#### TEXTE À ÉTUDIER
+++++
Titre : Zone base vie
Auteur : Gwenaëlle Aubry
Editeur : Gallimard
Nombre de pages : 272
Date de parution : 22 août 2024
L’immeuble Winckler
Entrons dans cet immeuble du 11 bis rue Winckler en ce jour du 16 mars 2020. Le PR ( Président de la République) s’adresse aux français.
Nous sommes en guerre.
Des mots que ne peut pas comprendre la jeune Livia Antunes, la fille de Virginie, gardienne de l’immeuble. Des phrases qui font peur. Et qui rappellent à Georges Swulewicz la seconde guerre mondiale. En l’été 1943 où, jeune garçon juif, il était caché dans une ferme à Garel.
Des mots adressés à Emmanuel Mulin, réfugié dans l’appartement du premier étage, celui de son père notaire. Un père qui n’a jamais cru en lui. Diplômé d’une école de commerce, il a dû quitter précipitamment la Chine.
Au deuxième étage, il y a Claire, intermittente du spectacle, enceinte, mariée à Hugo, écrivain. Sur le même palier, Manon, avocate, travaille sur le dossier d’un détenu italien. Un autre confinement.
Tout le second étage appartient à Jean-François et Delphine Lapeyrière. Couple de bobo parisien, ils partent se réfugier dans leur résidence secondaire.
Dans les chambres de bonne, vivent François, le mari séparé de la concierge et Kirsten, une étudiante. Privée d’université, elle devra se débrouiller seule pour la rédaction de son mémoire sur « le pouvoir souverain et l’état d’exception. »
Souvenir d’une pandémie
A lire ces pages, je perçois avec le recul combien cette période était stressante, voire apocalyptique. La situation semble relever de la science-fiction alors que nous l’avons vécue.
Les discours angoissants, les pénuries, les contradictions récurrentes, l’annonce quotidienne du nombre de cas, de morts, l’inhumanité de certaines situations, la complexité de l’organisation.
Des vies qui basculent, des couples qui souffrent, des enfants privés de sociabilité, des esprits qui chavirent.
C’est comme si ces virus successifs s’employaient à accroître la distance entre les corps, à creuser entre eux un vide de plus en plus étanche.
Gwenaëlle Aubry nous invite dans l’intimité des habitants de cet immeuble. On découvre leur passé et on vit avec eux leur quotidien de confiné. On résiste avec eux, on se brise aussi parfois.
Grâce à la variété de cette population, l’auteur illustre toutes les situations. Enfant, étudiant, entrepreneur, femme enceinte, couple, personne âgée. Différents métiers et différentes classes sociales. Elle montre comment la pandémie a modifié notre rapport aux autres, notre conception de la vie.
+++++
#### DONNÉES
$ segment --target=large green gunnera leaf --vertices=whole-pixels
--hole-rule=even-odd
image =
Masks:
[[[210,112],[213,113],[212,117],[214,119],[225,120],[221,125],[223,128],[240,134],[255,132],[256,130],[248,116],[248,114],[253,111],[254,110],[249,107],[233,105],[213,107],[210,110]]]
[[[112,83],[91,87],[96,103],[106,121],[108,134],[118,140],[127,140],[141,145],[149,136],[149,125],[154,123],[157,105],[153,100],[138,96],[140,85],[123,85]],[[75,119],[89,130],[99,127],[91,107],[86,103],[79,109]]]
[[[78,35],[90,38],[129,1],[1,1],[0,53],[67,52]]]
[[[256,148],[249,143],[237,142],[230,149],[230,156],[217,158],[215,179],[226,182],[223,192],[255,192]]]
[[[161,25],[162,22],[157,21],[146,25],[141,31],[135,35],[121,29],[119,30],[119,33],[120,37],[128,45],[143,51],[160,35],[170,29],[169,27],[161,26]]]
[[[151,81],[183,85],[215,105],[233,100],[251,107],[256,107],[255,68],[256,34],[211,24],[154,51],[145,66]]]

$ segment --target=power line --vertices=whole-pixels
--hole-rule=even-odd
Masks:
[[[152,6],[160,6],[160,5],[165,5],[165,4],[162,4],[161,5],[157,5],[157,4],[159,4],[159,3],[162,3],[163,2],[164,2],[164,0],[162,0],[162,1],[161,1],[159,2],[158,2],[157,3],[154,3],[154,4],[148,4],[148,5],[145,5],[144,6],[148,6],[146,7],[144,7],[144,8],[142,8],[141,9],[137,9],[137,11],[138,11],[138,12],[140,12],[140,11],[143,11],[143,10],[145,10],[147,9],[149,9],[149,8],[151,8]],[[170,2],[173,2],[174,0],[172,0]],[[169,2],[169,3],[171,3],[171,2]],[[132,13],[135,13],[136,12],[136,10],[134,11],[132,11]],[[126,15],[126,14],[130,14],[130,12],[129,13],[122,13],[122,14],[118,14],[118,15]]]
+++++
#### CONSIGNE
Condensez le paragraphe du texte sur « Zone base vie » qui commence par « Dans les chambres de bonne », en conservant ses faits principaux.

#### CORRIGÉ
Les chambres de bonne abritent François, le mari séparé de la concierge, et Kirsten, une étudiante. Privée d’université, Kirsten doit rédiger seule son mémoire sur « le pouvoir souverain et l’état d’exception ».